(Region pointing data)
•••

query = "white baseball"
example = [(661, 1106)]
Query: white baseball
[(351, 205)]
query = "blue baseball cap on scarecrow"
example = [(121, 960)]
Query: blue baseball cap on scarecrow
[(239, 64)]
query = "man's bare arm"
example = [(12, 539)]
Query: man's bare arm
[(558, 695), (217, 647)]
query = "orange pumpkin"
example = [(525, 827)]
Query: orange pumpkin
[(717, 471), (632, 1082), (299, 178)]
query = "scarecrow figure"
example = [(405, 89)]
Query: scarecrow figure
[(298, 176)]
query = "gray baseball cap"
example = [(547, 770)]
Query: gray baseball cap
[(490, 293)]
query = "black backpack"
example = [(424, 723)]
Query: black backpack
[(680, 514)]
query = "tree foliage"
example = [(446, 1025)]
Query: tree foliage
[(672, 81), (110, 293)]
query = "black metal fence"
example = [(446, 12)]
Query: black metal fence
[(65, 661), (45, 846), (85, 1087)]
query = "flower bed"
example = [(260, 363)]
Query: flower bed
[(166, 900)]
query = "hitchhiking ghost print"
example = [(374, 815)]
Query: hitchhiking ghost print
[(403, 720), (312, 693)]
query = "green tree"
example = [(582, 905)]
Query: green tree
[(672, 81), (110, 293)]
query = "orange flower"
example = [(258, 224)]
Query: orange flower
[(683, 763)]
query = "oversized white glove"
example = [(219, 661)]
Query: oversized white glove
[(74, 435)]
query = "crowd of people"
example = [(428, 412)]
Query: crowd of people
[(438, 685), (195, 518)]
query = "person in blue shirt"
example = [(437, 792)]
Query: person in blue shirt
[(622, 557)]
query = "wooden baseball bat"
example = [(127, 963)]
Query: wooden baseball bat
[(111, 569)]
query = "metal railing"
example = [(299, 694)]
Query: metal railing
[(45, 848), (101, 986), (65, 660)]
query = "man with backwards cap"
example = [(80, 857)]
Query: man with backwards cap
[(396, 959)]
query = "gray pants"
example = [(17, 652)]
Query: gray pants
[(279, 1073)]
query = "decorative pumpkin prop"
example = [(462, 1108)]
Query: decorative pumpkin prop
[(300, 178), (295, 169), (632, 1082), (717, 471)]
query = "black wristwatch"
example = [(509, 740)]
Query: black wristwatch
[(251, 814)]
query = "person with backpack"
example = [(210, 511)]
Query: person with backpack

•••

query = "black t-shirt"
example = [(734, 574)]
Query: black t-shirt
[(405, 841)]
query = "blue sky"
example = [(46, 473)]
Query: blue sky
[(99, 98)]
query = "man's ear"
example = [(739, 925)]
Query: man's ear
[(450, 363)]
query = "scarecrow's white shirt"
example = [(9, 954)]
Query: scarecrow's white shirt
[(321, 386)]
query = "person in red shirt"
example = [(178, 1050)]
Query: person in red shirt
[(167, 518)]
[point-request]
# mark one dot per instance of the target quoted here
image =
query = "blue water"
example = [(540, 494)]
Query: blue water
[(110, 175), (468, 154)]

•••

» Problem details: Of the lines above, extract only those from the line with "Query: metal railing" to the line with "Query: person with backpack", both included, exactly as written.

» Solution below:
Query: metal railing
[(45, 848), (101, 986), (65, 660)]
query = "man with backwards cap"
example = [(80, 857)]
Query: man with backwards cap
[(396, 959)]
query = "gray pants"
example = [(17, 652)]
Query: gray pants
[(279, 1073)]
query = "decorative pumpkin prop"
example = [(462, 1108)]
Query: decorative pumpkin prop
[(300, 178), (295, 169), (632, 1082), (717, 471)]
query = "black wristwatch"
example = [(509, 740)]
Query: black wristwatch
[(251, 814)]
query = "person with backpack"
example = [(210, 511)]
Query: person with backpack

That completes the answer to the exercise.